## Exercise brief
Summarize the text below on sandboxes in two sentences.

Version

    15. Sandboxes

    A sandbox is a place where you store all your project’s transformation graph files, jobflows, data, and other resources. It’s a server side analogy to a Designer project. The Server adds additional features to sandboxes, like user permissions management and global per-sandbox configuration options.

    The Server and the Designer are integrated so that you are able to connect to a Server sandbox using a Server Project in your Designer workspace. Such a project works like a remote file system – all data is stored on the Server and accessed remotely. Nonetheless, you can do everything with Server Projects the same way as with local projects – copy and paste files, create, edit, and debug graphs, etc. See the CloverDX Designer manual for details on configuring a connection to the Server.

    Technically, a sandbox is a dedicated directory on the Server host file system and its contents are managed by the Server. Advanced types of sandboxes, like “partitioned sandbox” have multiple locations to allow distributed parallel processing (more about that in Sandboxes in cluster). A sandbox cannot contain another sandbox within – it’s a single root path for a project.

    It is recommended to put all sandboxes in a folder outside the CloverDX Server installation (by default the sandboxes would be stored in the ${user.data.home}/CloverDX/sandboxes, where the user.data.home is automatically detected user home directory). However, each sandbox can be located on the file system independently of the others if needed. The containing folder and all its contents must have read/write permission for the user under which the CloverDX Server is running.

    sandboxes overview
    Figure 171. Sandboxes section in CloverDX Server Web GUI

    Each sandbox in non-cluster environment is defined by the following attributes:

    Table 52. Sandbox attributes
    Name Description

    Sandbox

    A sandbox name used just for display. It is specified by the user during sandbox creation and it can be modified later.

    Sandbox ID

    A unique name of the sandbox. It is used in server APIs to identify sandbox. It must meet common rules for identifiers. It is specified by user in during sandbox creation and it can be modified later. Note: modifying is not recommended, because it may be already used by some APIs clients.

    Owner

    It is set automatically during sandbox creation. It may be modified later.

Data entries:
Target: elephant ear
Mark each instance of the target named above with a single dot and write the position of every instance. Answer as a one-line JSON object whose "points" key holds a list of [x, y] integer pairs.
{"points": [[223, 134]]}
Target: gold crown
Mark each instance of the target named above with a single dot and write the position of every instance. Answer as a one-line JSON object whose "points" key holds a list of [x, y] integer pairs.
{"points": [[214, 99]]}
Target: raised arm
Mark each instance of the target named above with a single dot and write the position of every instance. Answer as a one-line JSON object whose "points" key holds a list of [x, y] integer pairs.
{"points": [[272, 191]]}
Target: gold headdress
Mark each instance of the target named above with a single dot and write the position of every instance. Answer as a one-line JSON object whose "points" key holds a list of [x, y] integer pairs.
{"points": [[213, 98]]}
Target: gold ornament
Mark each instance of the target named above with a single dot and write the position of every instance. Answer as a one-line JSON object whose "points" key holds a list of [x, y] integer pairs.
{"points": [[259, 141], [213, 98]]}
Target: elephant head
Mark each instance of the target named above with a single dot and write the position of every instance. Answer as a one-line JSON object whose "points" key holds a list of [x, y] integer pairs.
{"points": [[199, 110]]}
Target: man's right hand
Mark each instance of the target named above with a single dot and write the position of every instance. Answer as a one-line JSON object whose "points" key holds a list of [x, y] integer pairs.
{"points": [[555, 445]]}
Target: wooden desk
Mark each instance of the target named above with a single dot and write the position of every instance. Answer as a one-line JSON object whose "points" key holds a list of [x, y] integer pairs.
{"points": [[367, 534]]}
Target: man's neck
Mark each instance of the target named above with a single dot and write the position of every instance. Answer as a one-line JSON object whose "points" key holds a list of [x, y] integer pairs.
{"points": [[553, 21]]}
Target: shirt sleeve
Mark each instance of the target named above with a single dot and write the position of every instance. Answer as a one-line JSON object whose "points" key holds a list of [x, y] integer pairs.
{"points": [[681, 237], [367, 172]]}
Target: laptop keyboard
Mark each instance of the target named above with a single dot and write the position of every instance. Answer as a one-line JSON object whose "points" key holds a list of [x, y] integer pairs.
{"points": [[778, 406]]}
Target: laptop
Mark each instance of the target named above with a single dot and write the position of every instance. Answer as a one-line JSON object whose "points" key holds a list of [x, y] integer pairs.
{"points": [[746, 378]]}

## Task result
A sandbox is a server-side analogy to a Designer project that stores a project's transformation graph files, jobflows, data, and other resources, and Designer users can connect to it through a Server Project that works like a remote file system. Technically, it is a dedicated directory on the Server host file system that is recommended to sit outside the CloverDX Server installation with read/write permission for the user running the Server, and in a non-cluster environment it is defined by attributes such as a display name, a unique Sandbox ID, and an owner.